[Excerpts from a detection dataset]
####
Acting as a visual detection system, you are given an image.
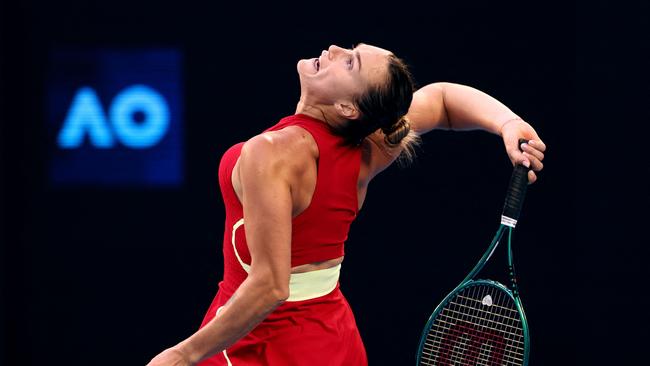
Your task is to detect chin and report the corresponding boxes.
[296,59,316,75]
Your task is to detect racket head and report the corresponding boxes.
[417,280,530,366]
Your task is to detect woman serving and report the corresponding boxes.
[149,44,546,366]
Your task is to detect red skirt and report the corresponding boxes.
[199,285,368,366]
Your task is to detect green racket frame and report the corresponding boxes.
[416,139,530,366]
[416,224,530,366]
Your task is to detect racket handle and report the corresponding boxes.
[501,139,530,227]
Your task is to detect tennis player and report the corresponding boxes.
[149,44,546,366]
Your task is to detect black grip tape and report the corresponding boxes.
[503,139,530,220]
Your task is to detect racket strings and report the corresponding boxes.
[420,284,524,366]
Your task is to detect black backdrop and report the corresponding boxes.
[0,0,648,365]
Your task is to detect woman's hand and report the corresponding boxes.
[501,119,546,184]
[147,347,192,366]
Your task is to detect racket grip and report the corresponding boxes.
[501,139,530,227]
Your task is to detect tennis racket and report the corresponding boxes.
[417,139,530,366]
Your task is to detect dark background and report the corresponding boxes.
[0,0,650,365]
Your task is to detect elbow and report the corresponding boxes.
[271,284,289,306]
[250,272,289,308]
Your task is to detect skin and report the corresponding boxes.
[149,44,546,366]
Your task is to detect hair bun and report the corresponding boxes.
[381,116,411,146]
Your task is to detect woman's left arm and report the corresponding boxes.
[407,83,546,183]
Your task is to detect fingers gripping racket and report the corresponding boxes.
[417,140,530,366]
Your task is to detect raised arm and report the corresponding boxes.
[371,83,546,183]
[407,83,546,183]
[150,135,295,366]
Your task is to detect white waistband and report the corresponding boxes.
[232,218,341,301]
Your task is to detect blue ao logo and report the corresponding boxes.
[57,85,170,149]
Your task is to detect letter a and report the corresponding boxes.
[58,87,115,149]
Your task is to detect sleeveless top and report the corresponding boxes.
[219,114,361,295]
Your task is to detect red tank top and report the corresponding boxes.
[219,114,361,294]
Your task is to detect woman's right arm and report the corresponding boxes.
[150,135,295,366]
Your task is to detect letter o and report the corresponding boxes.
[109,85,169,149]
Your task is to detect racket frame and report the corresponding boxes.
[416,224,530,366]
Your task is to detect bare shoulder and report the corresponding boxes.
[406,83,449,135]
[240,126,318,177]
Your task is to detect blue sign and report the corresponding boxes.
[47,49,183,186]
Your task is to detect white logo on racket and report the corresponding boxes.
[481,295,492,306]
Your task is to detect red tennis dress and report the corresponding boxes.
[200,114,368,366]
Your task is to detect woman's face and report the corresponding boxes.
[298,44,391,105]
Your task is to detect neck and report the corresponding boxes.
[296,99,343,128]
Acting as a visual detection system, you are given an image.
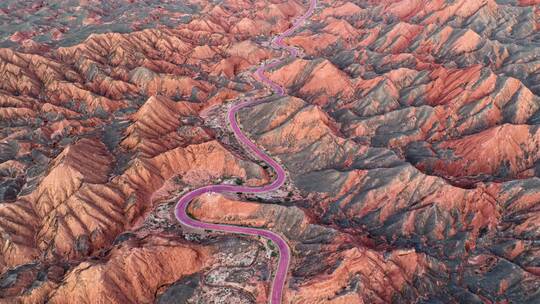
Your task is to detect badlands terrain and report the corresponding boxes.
[0,0,540,304]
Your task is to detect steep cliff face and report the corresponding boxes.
[0,0,540,303]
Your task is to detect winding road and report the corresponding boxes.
[175,0,317,304]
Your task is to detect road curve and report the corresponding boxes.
[175,0,317,304]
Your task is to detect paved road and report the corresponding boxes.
[175,0,317,304]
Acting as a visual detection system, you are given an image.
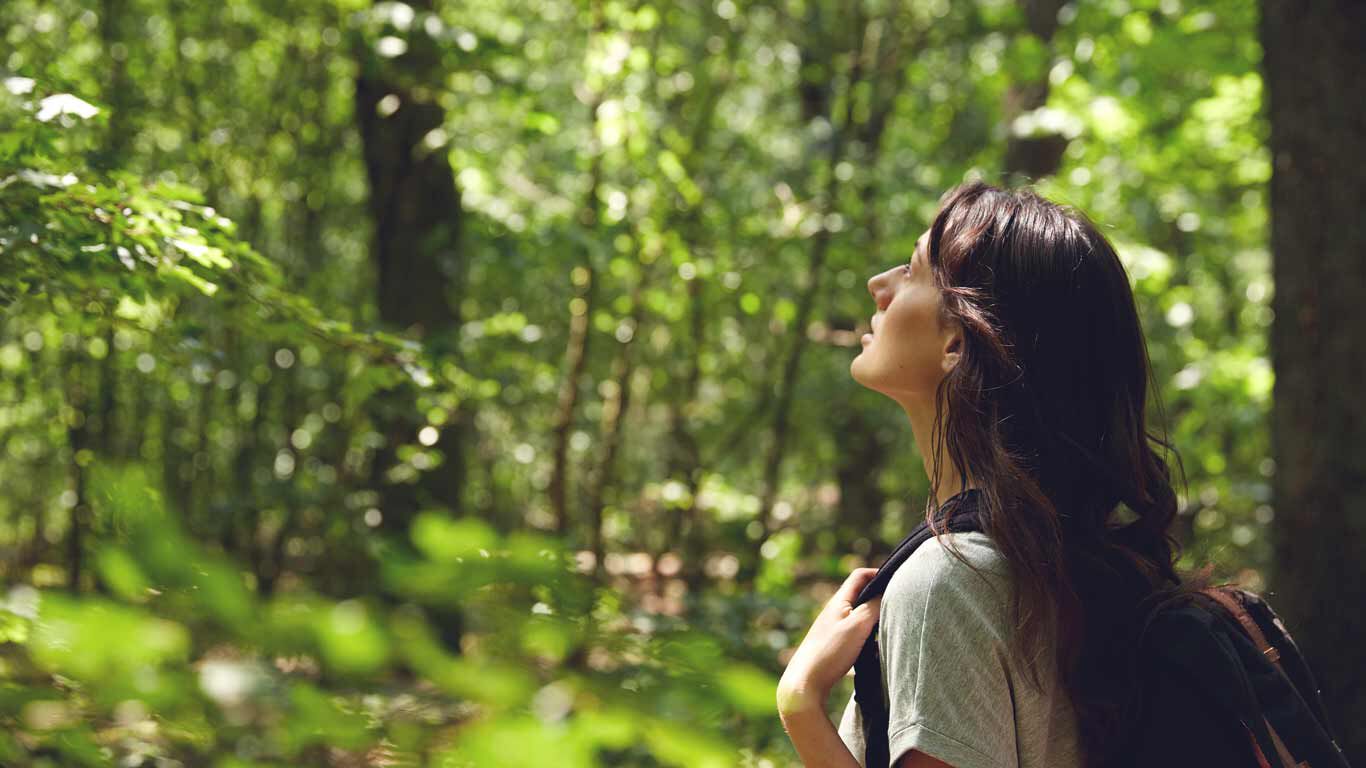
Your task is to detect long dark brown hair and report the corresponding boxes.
[928,182,1212,767]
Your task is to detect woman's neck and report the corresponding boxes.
[902,390,977,507]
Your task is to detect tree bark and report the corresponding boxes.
[355,3,469,533]
[1261,0,1366,764]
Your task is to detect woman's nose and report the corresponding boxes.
[867,272,887,309]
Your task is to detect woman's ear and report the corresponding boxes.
[940,323,963,374]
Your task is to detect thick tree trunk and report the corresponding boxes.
[355,3,469,533]
[1005,0,1067,183]
[1261,0,1366,764]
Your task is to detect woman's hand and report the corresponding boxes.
[777,568,882,715]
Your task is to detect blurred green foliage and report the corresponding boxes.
[0,0,1274,767]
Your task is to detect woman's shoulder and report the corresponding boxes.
[884,530,1009,603]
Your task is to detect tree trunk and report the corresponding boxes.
[355,3,467,533]
[1261,0,1366,764]
[1005,0,1067,183]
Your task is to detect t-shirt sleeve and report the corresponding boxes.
[878,537,1018,768]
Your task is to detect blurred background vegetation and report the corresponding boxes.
[0,0,1366,767]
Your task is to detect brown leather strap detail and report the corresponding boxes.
[1202,586,1285,674]
[1201,586,1310,768]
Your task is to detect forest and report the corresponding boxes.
[0,0,1366,768]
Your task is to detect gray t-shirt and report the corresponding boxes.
[839,532,1082,768]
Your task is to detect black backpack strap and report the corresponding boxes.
[1238,589,1337,743]
[1212,588,1347,768]
[854,488,981,768]
[1141,603,1267,768]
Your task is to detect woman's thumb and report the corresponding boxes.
[850,596,882,630]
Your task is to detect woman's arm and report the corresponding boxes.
[777,568,953,768]
[779,694,857,768]
[779,694,953,768]
[777,568,952,768]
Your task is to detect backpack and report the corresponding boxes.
[854,489,1350,768]
[1126,585,1350,768]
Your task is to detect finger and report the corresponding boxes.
[835,568,877,603]
[848,594,882,637]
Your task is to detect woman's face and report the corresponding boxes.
[850,226,962,407]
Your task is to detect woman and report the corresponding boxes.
[779,182,1208,768]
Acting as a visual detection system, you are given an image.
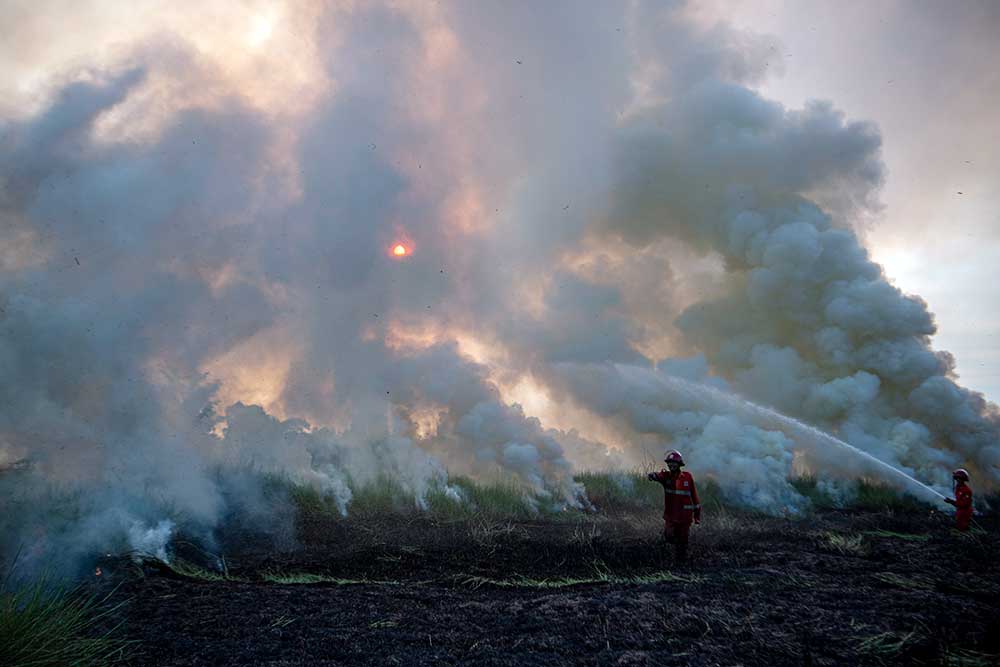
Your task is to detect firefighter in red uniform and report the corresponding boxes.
[649,450,701,562]
[945,468,972,531]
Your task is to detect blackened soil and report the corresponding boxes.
[105,513,1000,665]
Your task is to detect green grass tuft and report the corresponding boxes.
[0,577,132,667]
[167,558,247,583]
[851,479,930,512]
[824,533,865,556]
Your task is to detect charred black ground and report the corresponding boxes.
[88,510,1000,665]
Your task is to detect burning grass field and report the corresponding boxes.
[4,474,1000,665]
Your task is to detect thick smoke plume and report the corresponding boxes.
[0,2,1000,576]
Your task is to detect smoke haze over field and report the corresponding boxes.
[0,2,1000,576]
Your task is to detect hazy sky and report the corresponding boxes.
[700,0,1000,401]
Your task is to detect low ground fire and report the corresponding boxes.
[0,0,1000,665]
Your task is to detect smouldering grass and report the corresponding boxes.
[282,464,927,522]
[850,479,929,512]
[0,577,133,667]
[824,533,865,556]
[451,477,540,519]
[168,559,247,583]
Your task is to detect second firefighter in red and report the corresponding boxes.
[945,468,972,531]
[649,450,701,561]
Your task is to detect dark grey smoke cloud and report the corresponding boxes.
[0,3,1000,576]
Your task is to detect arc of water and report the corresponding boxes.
[663,376,945,503]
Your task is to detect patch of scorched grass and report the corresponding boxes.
####
What you need to do - Reproduce the lines of the data between the line holding "Your task is to detect smouldering" and the line holding "[168,559,247,583]", inclusive, changing "smouldering grass" to "burning grass" and leaving everything else as it is.

Written response -
Your task is to detect burning grass and report the corresponding boxes.
[282,464,927,522]
[850,479,929,512]
[0,577,133,667]
[824,533,865,556]
[451,477,540,519]
[168,559,247,583]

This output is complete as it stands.